Work order
Of all the lines below, output only those starting at the one with "Can you find the person" and ending at the one with "Can you find the black trousers", both ends included, exactly as written.

[[ Material for the task, beginning ]]

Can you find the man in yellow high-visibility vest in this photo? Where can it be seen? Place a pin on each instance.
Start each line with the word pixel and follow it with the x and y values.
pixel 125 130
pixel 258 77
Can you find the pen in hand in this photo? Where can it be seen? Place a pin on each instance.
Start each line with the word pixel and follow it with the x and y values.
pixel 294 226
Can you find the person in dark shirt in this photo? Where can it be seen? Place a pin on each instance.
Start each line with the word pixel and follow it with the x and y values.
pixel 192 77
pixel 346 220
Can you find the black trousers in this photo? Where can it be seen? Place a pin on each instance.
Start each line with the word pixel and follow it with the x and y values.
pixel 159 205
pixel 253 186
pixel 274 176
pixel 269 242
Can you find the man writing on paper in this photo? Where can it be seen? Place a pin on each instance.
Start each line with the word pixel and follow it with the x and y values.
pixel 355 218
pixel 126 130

[[ Material for the task, end ]]
[[ Material for the task, beginning ]]

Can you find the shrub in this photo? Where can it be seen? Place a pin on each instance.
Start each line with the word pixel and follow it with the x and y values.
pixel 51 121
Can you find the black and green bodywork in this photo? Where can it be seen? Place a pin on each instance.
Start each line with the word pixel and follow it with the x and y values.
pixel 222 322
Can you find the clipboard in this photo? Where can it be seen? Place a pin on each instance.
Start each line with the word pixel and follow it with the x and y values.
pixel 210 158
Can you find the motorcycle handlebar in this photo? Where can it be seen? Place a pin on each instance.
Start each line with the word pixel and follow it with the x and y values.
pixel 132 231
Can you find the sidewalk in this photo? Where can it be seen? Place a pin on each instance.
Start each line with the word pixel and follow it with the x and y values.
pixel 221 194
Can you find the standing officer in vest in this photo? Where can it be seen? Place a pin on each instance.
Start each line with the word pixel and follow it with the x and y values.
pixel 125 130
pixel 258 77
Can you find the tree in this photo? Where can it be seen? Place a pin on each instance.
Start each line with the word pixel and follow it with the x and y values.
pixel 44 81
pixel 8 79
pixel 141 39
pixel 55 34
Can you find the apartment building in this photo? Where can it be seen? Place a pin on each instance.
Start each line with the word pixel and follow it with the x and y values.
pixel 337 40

[[ Material for the task, end ]]

Response area
Can you find the person in dark shirt in this photo? Where can it be seen? Place a pin on each instance.
Start each line with the word pixel and follow it with the x and y values.
pixel 192 77
pixel 346 220
Can you find the black trousers in this photo? Where can it be seen? Place a pin on each instance.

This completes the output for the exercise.